Text under study:
((
NAME

Lingua::ZH::CCDICT - An interface to the CCDICT Chinese dictionary

SYNOPSIS

use Lingua::ZH::CCDICT;

my $dict = Lingua::ZH::CCDICT->new( storage => 'InMemory',
                                    file    => '/path/to/ccdict.txt',
                                  );

DESCRIPTION

This module provides a Perl interface to the CCDICT dictionary created by Thomas Chin. This dictionary is indexed by Unicode character number, and contains information about these characters.

As of version 3.2.0 of the dictionary, it was released under the Open Publication License v0.4, without either of the optional clauses. See the CCDICT licensing statement for more details. IANAL, but I believe that the OPL combined with the fact that this module is under the Artistic License, makes this module and the CCDICT dictionary fit both the Free Software and Open Source definitions.

The dictionary contains the following information, though not all information is avaialable for all characters.

  • Radical number

    The number of the radical. Always available.

  • Index

    The total number of strokes minus the number of strokes in the radical. Always available.

  • Alternate radical number and index

    Actually, the dictionary defines a format for storing this information, but as of version 3.2.0 of the dictionary, it does not actually contain this for any characters.

  • Total stroke count

    The total number of strokes in the character.

  • Cangjie

    The Cangjie Chinese input system code.

  • Four Corner

    The Four Corner Chinese input system code.

In addition, the dictionary contains English definitions (often multiple definitions), and romanizations for the character in different languages and systems. The romanizations available include the MacIver, Rey, Hagfa Pinyim, Siyan, and Hailu systems for Hakka, as well as the Jyutping Cantonese system and the Hanyu and Tongyong Pinyin systems for Mandarin.
))
Material supplied:
((
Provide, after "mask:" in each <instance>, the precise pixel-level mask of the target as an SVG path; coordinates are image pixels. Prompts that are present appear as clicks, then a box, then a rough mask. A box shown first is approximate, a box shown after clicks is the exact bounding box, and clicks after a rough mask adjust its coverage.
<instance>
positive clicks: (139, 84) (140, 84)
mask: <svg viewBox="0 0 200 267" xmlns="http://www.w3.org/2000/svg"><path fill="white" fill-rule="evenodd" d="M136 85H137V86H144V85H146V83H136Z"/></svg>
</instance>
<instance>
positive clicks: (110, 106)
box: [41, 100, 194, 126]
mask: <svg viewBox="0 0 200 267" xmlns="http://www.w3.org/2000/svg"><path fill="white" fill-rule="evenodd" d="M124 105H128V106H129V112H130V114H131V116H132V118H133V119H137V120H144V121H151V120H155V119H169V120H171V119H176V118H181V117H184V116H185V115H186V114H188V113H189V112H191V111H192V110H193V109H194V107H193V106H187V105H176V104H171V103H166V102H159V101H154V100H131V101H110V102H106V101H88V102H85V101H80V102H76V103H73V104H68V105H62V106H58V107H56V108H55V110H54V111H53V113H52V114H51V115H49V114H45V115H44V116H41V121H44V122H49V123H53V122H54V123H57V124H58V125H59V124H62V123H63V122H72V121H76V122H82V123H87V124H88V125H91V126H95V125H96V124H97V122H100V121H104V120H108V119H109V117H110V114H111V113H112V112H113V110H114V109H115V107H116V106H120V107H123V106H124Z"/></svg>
))
Work request 1: From the CCDICT module documentation, write out the passage that starts with "use Lingua::ZH::CCDICT;" and goes on through "Open Source definitions.".
Work request 2: Pick up the CCDICT module documentation after its final sentence and write the next part.

Written answer 1:
use Lingua::ZH::CCDICT;

my $dict = Lingua::ZH::CCDICT->new( storage => 'InMemory',
                                    file    => '/path/to/ccdict.txt',
                                  );

DESCRIPTION

This module provides a Perl interface to the CCDICT dictionary created by Thomas Chin. This dictionary is indexed by Unicode character number, and contains information about these characters.

As of version 3.2.0 of the dictionary, it was released under the Open Publication License v0.4, without either of the optional clauses. See the CCDICT licensing statement for more details. IANAL, but I believe that the OPL combined with the fact that this module is under the Artistic License, makes this module and the CCDICT dictionary fit both the Free Software and Open Source definitions.

Written answer 2:
The Hanyu Pinyin system was invented in Mainland China in 1952, while the TongYong Pinyin system is a variation on this system invented in Taiwan in 1998. TongYong PinYin was adopted as Taiwan's official Pinyin system in 2001.

However, due to the overwhelming dominance of the Hanyu system in worldwide Chinese education, the Hanyu system is generally known simply as Pinyin. If you studied Mandarin as a foreign language, it is likely that you learned Hanyu Pinyin.

DICTIONARY BUGS

The CCDICT dictionary is distributed by Thomas Chin in a simple, but non-standard, textual ASCII-only format. Errors in the dictionary are handled by this module internally, although occasional odd entries may result in odd data. Please send bug reports to me so I can make sure that the error is actually in the dictionary, not in this code.

STORAGE

This module is capable of parsing the CCDICT format file, and can also rewrite it in a number of other formats, including XML or as a set of BerkeleyDB files.

Each storage system is implemented via a module in the Lingua::ZH::CCDICT::Storage::* class hierarchy. All of these modules are subclasses of Lingua::ZH::CCDICT class, and implement its methods for searching the dictionary.

In addition some storage classes may offer additional methods.

Storage Subclasses

The following storage subclasses are available:

  • Lingua::ZH::CCDICT::Storage::InMemory

    This class stores the entire parsed dictionary in memory. Be forewarned, on my GNU/Linux 2.4 machine, this takes about 234 megabytes of memory. Carpe user!

    The only parameter it takes is "file", which should contain the full path to a CCDICT source file.

  • Lingua::ZH::CCDICT::Storage::XML

    This class can convert the CCDICT source file to XML, and perform searches on it using XML::Twig.

    The only parameter it takes is "xml_file", which should contain the full path to a CCDICT xml file. If the parse_source_file method is called, then the XML file specified by the "xml_file" parameter will be created, overwriting any existing data.

    This class is quite memory-efficient but searches are painfully slow.

  • Lingua::ZH::CCDICT::Storage::BerkeleyDB

    This class can convert the CCDICT source file to a set of BerkeleyDB files.

    The only parameter it takes is "work_dir". This directory will be used when creating new files from a CCDICT source file, when parse_source_file is called. Once these files exist, they can be used to perform searches.

    This class is the most memory-efficient of all the storage classes, as it uses BerkeleyDB cursors for result sets. It is also quite fast.

USAGE

This module allows you to look up information in the dictionary based on a number of keys. These include the Unicode character (as a character, not its number), stroke count, radical number, and any of the various romanization systems.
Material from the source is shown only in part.